ACTIVITY 1: According to the post on Gordon Brown's speech, why does Brown need to keep pressing the themes of fairness and being on "your" side?
ACTIVITY 2: Write what comes next in the post on Gordon Brown's speech, picking up after its final sentence.

Tuesday, September 23, 2008

Gordon Brown's speech

Now everyone has had time for reflection and I've had time to speak to other people across the Labour Party about Gordon Brown's speech to conference yesterday it is a good time to pass judgement.

He started well and themes of fairness and being on 'your' side worked well. Brown needs to keep on at this as a key differentiator between Labour and Tories. There is a gulf but nobody will know if Labour never make it explicit:

"Just think where our country would be if we'd listened to them. No paternity leave, no New Deal, no Bank of England independence, no Sure Start, no devolution, no civil partnerships, no minimum wage, no new investment in the NHS, no new nurses, no new police, no new schools.

"So let's hear no more from the Conservatives - we did fix the roof while the sun was shining."

Gordon, where have you been? The rabble rousing, tub-thumping, robust policy laden speeches of the past seemed to have disappeared but there were glimpses yesterday of the Prime Minister we all thought we were going to get. Jonathan Freedland writes well about this.

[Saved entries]
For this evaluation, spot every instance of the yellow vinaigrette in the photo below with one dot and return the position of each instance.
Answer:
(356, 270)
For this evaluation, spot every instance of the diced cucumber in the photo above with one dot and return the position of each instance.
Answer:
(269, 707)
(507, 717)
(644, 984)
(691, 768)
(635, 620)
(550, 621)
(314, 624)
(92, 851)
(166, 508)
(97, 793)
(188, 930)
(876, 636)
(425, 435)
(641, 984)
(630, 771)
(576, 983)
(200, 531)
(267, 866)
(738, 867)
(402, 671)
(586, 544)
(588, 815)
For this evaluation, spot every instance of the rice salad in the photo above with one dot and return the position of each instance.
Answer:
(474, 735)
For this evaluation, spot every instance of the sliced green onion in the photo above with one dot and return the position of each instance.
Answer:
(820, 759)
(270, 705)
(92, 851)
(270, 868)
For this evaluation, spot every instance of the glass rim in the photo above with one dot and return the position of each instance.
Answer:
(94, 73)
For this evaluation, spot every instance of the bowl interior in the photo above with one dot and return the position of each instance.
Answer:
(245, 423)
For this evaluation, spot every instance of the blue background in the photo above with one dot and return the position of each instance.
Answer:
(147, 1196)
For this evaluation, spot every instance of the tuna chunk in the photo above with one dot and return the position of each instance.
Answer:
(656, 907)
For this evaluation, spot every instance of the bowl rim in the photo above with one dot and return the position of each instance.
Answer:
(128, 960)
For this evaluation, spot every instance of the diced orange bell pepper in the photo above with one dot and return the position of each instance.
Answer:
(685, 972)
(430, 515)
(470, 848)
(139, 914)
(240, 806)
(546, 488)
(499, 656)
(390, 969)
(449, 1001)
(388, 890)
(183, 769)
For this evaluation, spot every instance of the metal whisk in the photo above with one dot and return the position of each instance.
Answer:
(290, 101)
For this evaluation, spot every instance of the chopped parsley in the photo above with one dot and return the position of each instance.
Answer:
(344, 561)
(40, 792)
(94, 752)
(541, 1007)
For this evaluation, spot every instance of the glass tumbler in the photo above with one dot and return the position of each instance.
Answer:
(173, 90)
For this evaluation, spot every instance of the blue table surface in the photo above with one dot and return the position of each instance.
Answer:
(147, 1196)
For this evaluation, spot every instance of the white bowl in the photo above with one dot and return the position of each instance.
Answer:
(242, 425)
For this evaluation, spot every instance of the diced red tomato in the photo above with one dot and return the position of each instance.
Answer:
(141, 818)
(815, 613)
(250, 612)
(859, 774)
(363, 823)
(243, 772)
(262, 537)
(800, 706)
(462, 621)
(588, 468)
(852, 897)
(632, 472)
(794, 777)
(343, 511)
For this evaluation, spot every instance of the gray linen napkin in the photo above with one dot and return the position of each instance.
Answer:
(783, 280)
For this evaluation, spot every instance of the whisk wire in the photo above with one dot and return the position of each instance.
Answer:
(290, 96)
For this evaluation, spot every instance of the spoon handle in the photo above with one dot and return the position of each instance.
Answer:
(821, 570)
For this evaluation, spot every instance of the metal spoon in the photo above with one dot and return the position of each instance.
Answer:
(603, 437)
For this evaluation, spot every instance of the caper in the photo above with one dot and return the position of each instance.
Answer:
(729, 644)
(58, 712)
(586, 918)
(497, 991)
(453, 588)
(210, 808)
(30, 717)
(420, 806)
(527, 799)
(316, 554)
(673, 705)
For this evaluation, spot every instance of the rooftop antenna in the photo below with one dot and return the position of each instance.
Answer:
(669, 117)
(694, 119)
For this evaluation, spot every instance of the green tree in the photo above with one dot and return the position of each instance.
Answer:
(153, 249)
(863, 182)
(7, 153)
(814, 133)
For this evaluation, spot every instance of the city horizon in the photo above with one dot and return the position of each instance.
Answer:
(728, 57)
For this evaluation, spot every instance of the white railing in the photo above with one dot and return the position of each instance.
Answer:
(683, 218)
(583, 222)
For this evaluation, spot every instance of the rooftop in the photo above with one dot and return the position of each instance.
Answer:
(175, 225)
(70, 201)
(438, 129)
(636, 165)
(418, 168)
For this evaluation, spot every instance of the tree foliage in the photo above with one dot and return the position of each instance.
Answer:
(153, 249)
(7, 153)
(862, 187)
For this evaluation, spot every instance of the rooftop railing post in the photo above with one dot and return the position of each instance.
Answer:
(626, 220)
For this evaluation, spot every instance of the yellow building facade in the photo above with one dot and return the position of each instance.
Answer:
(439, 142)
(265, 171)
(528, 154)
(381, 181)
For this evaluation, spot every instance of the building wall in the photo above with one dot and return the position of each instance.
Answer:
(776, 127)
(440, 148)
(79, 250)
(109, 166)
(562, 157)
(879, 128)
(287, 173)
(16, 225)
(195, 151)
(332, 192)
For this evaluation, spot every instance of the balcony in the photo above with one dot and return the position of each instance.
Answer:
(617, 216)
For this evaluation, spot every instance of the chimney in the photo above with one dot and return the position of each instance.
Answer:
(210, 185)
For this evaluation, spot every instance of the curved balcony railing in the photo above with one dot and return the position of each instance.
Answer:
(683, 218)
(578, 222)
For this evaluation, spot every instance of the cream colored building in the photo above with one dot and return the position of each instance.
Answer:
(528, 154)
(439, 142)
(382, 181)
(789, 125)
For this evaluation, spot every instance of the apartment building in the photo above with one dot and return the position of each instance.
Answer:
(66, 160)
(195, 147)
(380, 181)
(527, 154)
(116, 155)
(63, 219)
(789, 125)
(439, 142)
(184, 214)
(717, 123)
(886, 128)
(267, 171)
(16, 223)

TASK OUTPUT 1: The post calls these themes a key differentiator between Labour and the Tories. It says a gulf exists between the two parties, but nobody will know about it if Labour never make it explicit.

TASK OUTPUT 2:
Focusing on himself as the only person to steer Britain through troubled economic times was expected but important. This unique value proposition marks him against Cameron-Osbourne well. Brown took decisive action last week to allow Lloyds TSB to take over HBOS and for me, that was the start of the Brown fight-back.

BBC's John Pienaar, together with The Sun's Trevor Kavanagh on Five Live after the speech yesterday stated today that Brown's speech served it's primary purpose - to get the party back onside. Telling the party that"fairness is in our DNA" was an easy, but important point scorer. So far it appears to have broadly brought the party back onside. This was a stay of execution, Brown has more time now.

According to The Sun:

"This speech won Mr Brown precious breathing space. But his exhausted face revealed the strain this battle for survival is inflicting.

His ‘great clunking fist’ still managed to land a blow on David Cameron. Mr Brown portrayed the Tory leader as a carpet-bagger selling snake oil and patent cure-alls.

Mr Cameron must respond next week by filling the gaping holes in Tory policy — on Europe, taxes, spending and the NHS."

Ruth Kelly's resignation from cabinet shows there are still murmurs of discontent within and was either timed for maximum damage - diverting attention from Brown's speech - or totally misguided. Brown's forthcoming reshuffle is now the next most important challenge. He needs a cabinet to both support him and to promote his agenda - a cabinet with positive policies to improve Britain, not a sniping, critical opposition. Voters don't want to listen to a party tearing itself apart in public, they want a government to govern.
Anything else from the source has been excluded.